TASK ITEM
Search the records for lines with the word "rough" and copy each match.

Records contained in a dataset
————————

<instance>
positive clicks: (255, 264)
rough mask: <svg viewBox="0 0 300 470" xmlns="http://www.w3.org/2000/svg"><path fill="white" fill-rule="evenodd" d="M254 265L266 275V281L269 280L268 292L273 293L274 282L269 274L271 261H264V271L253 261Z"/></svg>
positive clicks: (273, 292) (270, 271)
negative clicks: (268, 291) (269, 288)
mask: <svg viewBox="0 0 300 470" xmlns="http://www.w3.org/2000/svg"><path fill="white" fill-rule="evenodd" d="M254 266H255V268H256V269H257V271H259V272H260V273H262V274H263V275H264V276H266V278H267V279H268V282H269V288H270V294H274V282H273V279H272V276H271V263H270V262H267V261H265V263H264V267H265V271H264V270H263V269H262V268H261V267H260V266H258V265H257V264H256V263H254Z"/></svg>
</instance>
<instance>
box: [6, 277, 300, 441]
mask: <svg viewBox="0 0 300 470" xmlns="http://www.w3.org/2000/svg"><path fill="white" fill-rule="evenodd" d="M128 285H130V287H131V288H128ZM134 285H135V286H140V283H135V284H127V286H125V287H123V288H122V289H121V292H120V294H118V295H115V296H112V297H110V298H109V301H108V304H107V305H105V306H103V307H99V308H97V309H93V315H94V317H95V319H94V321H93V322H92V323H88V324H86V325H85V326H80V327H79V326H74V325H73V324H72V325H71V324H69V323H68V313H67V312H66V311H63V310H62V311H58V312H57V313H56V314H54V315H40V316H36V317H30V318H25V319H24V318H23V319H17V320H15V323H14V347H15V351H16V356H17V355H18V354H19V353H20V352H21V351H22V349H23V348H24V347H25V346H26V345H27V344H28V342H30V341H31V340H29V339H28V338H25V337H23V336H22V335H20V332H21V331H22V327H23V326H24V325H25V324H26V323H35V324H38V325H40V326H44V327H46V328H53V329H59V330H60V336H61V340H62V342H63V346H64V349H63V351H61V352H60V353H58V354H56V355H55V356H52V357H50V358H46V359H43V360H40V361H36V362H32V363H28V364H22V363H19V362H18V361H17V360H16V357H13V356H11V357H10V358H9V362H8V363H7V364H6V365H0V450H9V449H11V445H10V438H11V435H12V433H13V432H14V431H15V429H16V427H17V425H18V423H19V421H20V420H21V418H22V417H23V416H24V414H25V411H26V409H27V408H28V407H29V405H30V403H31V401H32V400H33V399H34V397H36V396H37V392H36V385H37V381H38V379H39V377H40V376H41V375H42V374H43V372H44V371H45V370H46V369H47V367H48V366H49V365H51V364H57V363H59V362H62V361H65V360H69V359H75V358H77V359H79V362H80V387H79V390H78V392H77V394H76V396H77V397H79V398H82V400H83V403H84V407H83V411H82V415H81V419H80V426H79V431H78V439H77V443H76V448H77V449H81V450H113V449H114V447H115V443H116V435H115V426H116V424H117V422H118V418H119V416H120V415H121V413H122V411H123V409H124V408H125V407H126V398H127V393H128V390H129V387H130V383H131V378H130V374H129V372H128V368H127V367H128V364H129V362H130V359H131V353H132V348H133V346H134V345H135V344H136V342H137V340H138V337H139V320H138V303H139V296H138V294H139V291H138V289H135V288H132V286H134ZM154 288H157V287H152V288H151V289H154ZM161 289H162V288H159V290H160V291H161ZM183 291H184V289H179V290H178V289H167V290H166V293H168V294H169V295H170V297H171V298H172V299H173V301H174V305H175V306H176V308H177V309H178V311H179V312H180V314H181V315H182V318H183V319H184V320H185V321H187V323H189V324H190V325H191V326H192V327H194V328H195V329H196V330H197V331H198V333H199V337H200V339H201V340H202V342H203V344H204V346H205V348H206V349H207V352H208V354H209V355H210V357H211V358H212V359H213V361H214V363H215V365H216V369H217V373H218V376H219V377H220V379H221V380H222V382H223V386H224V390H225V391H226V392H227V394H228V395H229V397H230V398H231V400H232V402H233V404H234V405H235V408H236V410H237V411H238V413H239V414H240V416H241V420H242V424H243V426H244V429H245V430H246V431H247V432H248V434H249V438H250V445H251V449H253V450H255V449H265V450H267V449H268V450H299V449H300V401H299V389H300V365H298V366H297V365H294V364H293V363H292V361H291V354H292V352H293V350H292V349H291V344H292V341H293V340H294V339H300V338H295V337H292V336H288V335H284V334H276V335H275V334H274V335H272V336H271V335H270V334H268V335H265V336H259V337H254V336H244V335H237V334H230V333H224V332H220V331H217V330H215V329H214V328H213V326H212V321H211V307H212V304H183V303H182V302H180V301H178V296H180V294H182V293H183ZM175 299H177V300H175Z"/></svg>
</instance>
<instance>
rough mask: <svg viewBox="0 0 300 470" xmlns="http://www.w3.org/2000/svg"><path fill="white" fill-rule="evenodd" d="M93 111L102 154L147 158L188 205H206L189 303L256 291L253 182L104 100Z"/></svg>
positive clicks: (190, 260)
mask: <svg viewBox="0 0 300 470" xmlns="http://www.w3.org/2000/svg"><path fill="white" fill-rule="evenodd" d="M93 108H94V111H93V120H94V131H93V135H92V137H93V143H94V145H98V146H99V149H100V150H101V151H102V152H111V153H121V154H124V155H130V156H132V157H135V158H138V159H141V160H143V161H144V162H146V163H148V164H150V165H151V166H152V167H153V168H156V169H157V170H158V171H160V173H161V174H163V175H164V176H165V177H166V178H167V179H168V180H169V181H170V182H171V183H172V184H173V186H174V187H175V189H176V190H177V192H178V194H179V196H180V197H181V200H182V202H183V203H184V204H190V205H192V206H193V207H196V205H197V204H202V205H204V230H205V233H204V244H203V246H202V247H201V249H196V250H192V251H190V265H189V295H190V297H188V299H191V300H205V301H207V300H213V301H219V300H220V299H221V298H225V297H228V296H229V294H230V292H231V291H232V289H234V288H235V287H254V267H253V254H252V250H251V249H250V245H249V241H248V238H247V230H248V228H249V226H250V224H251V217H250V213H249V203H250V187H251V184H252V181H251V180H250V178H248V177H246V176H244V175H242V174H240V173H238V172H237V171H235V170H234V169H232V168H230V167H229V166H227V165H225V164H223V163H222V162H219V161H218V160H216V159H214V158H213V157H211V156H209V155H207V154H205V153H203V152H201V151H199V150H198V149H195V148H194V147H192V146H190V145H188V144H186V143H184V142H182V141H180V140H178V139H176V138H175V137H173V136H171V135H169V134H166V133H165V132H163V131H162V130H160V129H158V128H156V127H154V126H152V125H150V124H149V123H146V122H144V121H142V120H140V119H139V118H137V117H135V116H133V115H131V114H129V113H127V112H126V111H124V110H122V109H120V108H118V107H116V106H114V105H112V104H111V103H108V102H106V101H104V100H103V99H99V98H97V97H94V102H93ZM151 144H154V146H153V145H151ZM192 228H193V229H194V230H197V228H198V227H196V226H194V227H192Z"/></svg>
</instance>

————————

EXERCISE ANSWER
rough mask: <svg viewBox="0 0 300 470" xmlns="http://www.w3.org/2000/svg"><path fill="white" fill-rule="evenodd" d="M254 265L266 275V281L269 280L268 292L273 293L274 282L269 274L271 261H264V271L253 261Z"/></svg>
rough mask: <svg viewBox="0 0 300 470" xmlns="http://www.w3.org/2000/svg"><path fill="white" fill-rule="evenodd" d="M93 111L102 154L147 158L188 205H206L189 303L256 291L253 182L104 100Z"/></svg>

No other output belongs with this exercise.